▽

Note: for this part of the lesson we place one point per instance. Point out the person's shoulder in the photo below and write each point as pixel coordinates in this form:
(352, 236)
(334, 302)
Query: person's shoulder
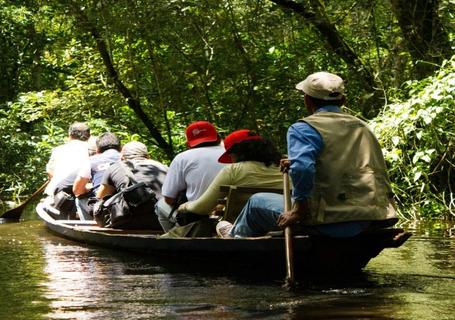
(157, 164)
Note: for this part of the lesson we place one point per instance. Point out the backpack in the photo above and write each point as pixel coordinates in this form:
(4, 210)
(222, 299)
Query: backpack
(131, 208)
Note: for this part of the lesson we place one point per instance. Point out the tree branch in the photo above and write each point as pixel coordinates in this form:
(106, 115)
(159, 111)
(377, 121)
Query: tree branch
(133, 103)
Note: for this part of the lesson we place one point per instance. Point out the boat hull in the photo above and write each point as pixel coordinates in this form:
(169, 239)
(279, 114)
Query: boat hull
(311, 253)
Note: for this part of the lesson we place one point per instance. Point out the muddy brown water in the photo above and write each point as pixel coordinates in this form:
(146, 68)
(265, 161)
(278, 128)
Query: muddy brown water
(45, 277)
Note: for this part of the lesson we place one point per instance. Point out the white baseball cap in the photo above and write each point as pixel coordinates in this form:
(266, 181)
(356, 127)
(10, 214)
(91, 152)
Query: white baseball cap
(322, 85)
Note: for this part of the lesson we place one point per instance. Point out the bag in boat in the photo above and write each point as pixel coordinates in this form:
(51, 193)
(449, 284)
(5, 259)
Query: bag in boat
(131, 208)
(64, 202)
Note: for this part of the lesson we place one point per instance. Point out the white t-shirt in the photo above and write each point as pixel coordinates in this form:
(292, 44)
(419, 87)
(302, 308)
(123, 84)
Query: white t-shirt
(65, 160)
(192, 170)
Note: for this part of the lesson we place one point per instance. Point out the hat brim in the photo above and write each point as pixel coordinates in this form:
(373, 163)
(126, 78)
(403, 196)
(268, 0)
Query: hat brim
(195, 142)
(225, 158)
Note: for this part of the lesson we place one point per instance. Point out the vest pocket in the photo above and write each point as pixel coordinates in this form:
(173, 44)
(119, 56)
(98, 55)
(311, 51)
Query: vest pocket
(363, 187)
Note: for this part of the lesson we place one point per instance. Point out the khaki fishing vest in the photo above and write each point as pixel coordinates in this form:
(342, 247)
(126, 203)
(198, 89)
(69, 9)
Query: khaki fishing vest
(351, 181)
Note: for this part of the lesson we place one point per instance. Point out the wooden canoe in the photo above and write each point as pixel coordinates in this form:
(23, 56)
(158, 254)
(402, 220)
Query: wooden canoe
(311, 253)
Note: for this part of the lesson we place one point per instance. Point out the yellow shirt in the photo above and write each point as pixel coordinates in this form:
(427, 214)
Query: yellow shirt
(244, 174)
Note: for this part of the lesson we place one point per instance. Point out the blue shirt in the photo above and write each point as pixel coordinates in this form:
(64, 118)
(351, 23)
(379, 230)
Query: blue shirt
(304, 146)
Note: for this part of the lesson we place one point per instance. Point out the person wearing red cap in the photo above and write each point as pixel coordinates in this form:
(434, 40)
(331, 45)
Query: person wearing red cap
(338, 172)
(191, 171)
(252, 161)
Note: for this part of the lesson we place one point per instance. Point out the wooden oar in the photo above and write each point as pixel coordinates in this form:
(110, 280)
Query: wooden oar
(290, 279)
(15, 213)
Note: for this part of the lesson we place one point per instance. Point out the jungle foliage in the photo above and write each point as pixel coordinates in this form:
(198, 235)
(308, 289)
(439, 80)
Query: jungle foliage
(145, 69)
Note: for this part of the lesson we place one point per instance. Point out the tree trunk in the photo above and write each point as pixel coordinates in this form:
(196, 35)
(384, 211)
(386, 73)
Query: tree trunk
(424, 35)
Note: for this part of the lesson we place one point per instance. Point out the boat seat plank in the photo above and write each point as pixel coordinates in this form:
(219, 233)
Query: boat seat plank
(235, 197)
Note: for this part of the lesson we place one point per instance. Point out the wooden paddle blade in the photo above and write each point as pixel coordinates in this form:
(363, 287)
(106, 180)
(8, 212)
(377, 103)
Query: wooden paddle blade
(15, 213)
(290, 279)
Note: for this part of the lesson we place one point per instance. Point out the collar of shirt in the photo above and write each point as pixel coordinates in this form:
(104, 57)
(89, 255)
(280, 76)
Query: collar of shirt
(328, 109)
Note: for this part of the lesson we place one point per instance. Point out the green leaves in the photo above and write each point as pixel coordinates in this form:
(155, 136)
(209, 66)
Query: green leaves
(417, 135)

△

Instructions to follow:
In the data, from the line with "out the green" through the end of the data, swap "green leaves" for "leafy branches" and write those lines out again with nothing else changed.

The result:
Note: for this part of the lesson we place one point per instance. Point out the leafy branches in the photo above and write each point as pixel coordinates in this form:
(155, 136)
(209, 66)
Query: leafy branches
(417, 135)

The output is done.